ТЕКСТ ДОКУМЕНТА:
Затем пришло второе поколение — студенты, поступавшие на «новые» гуманитарные специальности в первой половине 1990-х гг. Для них эта реальность стала единственно возможной — они не видели советской системы, и замкнутая на себя туземная наука стала для них  единственно возможной реальностью. Они именно так восприняли «правильную организацию науки». И сегодня, как показывают наблюдения, представители второго поколения (которым сейчас по 30–40 лет и которые условно называются «молодыми кандидатами») воспроизводят эти правила уже как само собой разумеющиеся. Они транслируют их третьему поколению, которое уже весьма ограничено в возможностях контакта с первым — с теми, кто помнит, как производилась советская наука.
Это напоминает классическую завязку академического сюжета: мировая наука погибла, и мы восстанавливаем ее по уцелевшим остаткам подобно археологам [Макинтайр 2000: 5–6]. И то, что мы восстановим, будет очень и очень далеко от истины. Здесь мы наблюдаем ту же ситуацию, только все участники убеждены, что они уже ее восстановили и восстановили совершенно правильно. Таким образом, второе и третье поколение туземных ученых смогут воспроизводить эту модель практически до бесконечности (и, точнее, воспроизводят ее уже сейчас).
Туземная наука  отличается несколькими характерными чертами, вытекающими из ее статуса коммуникативного изолята: особое отношение к публикациям и вообще к текстам будет важнейшей из них . С одной стороны, у многих туземных ученых, признаваемых в качестве таковых в своей среде, публикаций может не быть вовсе. С другой стороны, у других их количество попросту зашкаливает. В интервью с заместителем декана «молодого» гуманитарного факультета одному из авторов была показана фотография студента со словами: «А это наша гордость — на пятом курсе уже более 200 публикаций. Ну, вот можете его автобиографию посмотреть…» Автор, в свою очередь, попросил посмотреть и список публикаций. И, как и ожидалось, все (sic!) публикации находились в факультетских (очень редко вузовских) сборниках тезисов конференций. В разговоре с самим студентом выяснилось, что такая работа оказалась для него индульгенцией. Он был вовлечен в нее заведующим одной из кафедр в середине первого курса. С момента увеличения его публикационной активности (начало 2 курса) он практически перестал посещать занятия и готовиться к экзаменам и зачетам.

ЗАДАНИЕ 1: Выпишите без изменений фрагмент текста о туземной науке, начиная со слов «Это напоминает классическую» и заканчивая словами «ее уже сейчас).» включительно.

ВХОДНЫЕ ЗАПИСИ:
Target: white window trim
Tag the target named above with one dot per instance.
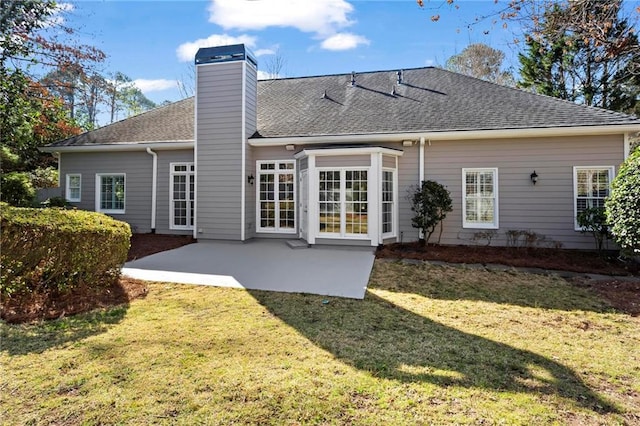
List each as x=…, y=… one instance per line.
x=98, y=193
x=276, y=171
x=173, y=173
x=610, y=169
x=67, y=191
x=344, y=235
x=475, y=225
x=394, y=210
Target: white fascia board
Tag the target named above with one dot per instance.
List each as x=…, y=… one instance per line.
x=133, y=146
x=348, y=151
x=449, y=135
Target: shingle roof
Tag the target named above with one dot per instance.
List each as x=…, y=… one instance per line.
x=170, y=123
x=428, y=100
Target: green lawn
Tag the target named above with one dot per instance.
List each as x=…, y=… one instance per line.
x=427, y=345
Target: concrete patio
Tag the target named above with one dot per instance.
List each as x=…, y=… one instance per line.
x=261, y=265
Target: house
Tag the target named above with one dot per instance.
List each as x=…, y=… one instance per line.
x=330, y=159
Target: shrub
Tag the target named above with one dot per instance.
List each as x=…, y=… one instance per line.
x=55, y=202
x=44, y=177
x=16, y=189
x=623, y=206
x=431, y=202
x=594, y=221
x=46, y=250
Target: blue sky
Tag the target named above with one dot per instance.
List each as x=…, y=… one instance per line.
x=154, y=41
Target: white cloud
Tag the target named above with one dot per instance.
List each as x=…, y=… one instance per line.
x=322, y=17
x=264, y=75
x=263, y=52
x=57, y=16
x=187, y=51
x=158, y=85
x=344, y=41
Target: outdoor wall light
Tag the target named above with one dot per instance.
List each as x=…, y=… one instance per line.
x=534, y=177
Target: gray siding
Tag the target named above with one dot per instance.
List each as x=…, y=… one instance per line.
x=219, y=150
x=346, y=161
x=389, y=161
x=137, y=166
x=251, y=105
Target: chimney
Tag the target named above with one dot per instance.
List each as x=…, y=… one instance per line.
x=226, y=107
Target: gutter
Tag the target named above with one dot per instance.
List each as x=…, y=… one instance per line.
x=449, y=135
x=154, y=186
x=129, y=146
x=421, y=162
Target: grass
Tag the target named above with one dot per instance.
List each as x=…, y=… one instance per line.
x=427, y=345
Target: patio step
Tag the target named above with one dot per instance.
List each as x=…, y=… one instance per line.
x=296, y=244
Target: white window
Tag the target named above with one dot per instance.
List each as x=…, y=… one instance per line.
x=110, y=192
x=181, y=195
x=276, y=194
x=343, y=206
x=388, y=202
x=72, y=190
x=480, y=198
x=591, y=187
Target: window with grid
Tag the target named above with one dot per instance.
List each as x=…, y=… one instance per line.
x=110, y=190
x=73, y=186
x=329, y=206
x=276, y=196
x=182, y=203
x=356, y=205
x=591, y=186
x=343, y=205
x=387, y=202
x=480, y=198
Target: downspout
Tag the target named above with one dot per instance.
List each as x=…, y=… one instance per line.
x=154, y=185
x=56, y=155
x=421, y=173
x=243, y=166
x=421, y=162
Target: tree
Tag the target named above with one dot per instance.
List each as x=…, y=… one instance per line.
x=30, y=117
x=623, y=205
x=430, y=202
x=481, y=61
x=584, y=51
x=30, y=114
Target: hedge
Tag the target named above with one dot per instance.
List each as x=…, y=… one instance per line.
x=47, y=250
x=623, y=206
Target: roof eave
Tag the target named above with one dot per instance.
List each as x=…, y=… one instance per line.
x=129, y=146
x=450, y=135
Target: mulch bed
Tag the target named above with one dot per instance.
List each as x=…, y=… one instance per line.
x=52, y=305
x=145, y=244
x=551, y=259
x=624, y=295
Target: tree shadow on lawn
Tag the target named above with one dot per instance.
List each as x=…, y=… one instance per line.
x=391, y=342
x=23, y=339
x=505, y=288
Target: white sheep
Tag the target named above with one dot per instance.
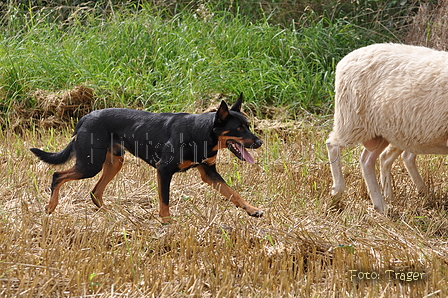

ЗАДАНИЕ 2: Найдите в записях каждую строку, где встречается слово «tree», и выпишите эти строки. Регистр букв учитывается.

ПРАВИЛЬНЫЙ ОТВЕТ 1:
Это напоминает классическую завязку академического сюжета: мировая наука погибла, и мы восстанавливаем ее по уцелевшим остаткам подобно археологам [Макинтайр 2000: 5–6]. И то, что мы восстановим, будет очень и очень далеко от истины. Здесь мы наблюдаем ту же ситуацию, только все участники убеждены, что они уже ее восстановили и восстановили совершенно правильно. Таким образом, второе и третье поколение туземных ученых смогут воспроизводить эту модель практически до бесконечности (и, точнее, воспроизводят ее уже сейчас).

ПРАВИЛЬНЫЙ ОТВЕТ 2:
Target: tree
Target: tree shadow on lawn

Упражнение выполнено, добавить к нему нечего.